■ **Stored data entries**
--------------------------------------------------

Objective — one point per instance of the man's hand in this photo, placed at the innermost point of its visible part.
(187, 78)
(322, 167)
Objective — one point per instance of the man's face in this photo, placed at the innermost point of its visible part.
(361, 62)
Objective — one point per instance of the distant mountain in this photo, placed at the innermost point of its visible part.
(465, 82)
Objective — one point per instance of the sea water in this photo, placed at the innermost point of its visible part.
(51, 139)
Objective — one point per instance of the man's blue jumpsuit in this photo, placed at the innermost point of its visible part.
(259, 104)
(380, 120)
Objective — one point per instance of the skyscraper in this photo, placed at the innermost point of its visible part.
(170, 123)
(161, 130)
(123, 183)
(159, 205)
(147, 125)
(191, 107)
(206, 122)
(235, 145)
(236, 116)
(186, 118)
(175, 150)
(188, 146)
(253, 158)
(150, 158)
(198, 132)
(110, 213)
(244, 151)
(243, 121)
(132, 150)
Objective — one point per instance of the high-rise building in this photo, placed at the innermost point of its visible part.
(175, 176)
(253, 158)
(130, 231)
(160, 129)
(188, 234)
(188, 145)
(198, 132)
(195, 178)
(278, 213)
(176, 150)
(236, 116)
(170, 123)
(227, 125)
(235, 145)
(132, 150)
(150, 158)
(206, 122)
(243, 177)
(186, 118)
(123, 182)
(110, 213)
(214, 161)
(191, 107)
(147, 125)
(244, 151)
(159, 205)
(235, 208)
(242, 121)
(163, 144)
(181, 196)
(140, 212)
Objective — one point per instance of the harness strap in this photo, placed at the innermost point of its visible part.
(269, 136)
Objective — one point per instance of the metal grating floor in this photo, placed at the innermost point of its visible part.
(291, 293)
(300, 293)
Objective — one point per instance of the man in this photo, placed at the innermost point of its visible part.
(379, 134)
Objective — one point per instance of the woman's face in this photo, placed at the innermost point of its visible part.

--------------------------------------------------

■ **OBJECTIVE**
Present every line of the listing above as a numbered list, omitting any blank lines.

■ **WORKED ANSWER**
1. Objective — one point per instance of the man's hand in this photo, placed at the innermost point of its visible part.
2. (187, 78)
3. (322, 167)
4. Objective — one point per instance of the man's face in this photo, placed at the innermost point of its visible part.
5. (361, 62)
6. Objective — one point per instance of the distant mountain in this photo, placed at the innermost point of its visible part.
7. (465, 82)
8. Objective — one point per instance of the sea water in this photo, placed at the innermost point of its visible part.
9. (51, 139)
10. Objective — one point per instance of the man's blue jumpsuit in this photo, placed at the innermost point of its visible part.
11. (259, 104)
12. (380, 120)
13. Objective — one point per instance of the skyscraper in this photo, placed at the innermost point of its visible part.
14. (170, 123)
15. (161, 130)
16. (123, 183)
17. (159, 205)
18. (147, 125)
19. (191, 107)
20. (206, 122)
21. (235, 145)
22. (236, 116)
23. (186, 118)
24. (175, 150)
25. (188, 146)
26. (253, 158)
27. (150, 158)
28. (198, 132)
29. (110, 213)
30. (244, 151)
31. (243, 121)
32. (132, 150)
33. Objective — one point per instance of the high-rise building in this photo, placed at the innermost point of its visible part.
34. (175, 176)
35. (253, 158)
36. (130, 231)
37. (160, 129)
38. (188, 234)
39. (188, 145)
40. (198, 132)
41. (195, 178)
42. (278, 213)
43. (176, 150)
44. (236, 116)
45. (170, 123)
46. (227, 125)
47. (235, 145)
48. (132, 150)
49. (150, 158)
50. (206, 122)
51. (243, 177)
52. (186, 118)
53. (123, 182)
54. (110, 213)
55. (214, 161)
56. (191, 107)
57. (147, 125)
58. (244, 151)
59. (159, 205)
60. (235, 208)
61. (242, 121)
62. (163, 144)
63. (181, 196)
64. (140, 212)
65. Objective — one point per instance of the harness strap in this photo, placed at the innermost point of its visible part.
66. (269, 136)
67. Objective — one point per instance of the metal grating floor in this photo, placed at the innermost point of its visible part.
68. (291, 293)
69. (300, 293)
70. Objective — one point per instance of the man in this photo, placed at the innermost point of its visible part.
71. (379, 134)
72. Objective — one point per instance of the woman's face in this photo, placed at the innermost point of its visible part.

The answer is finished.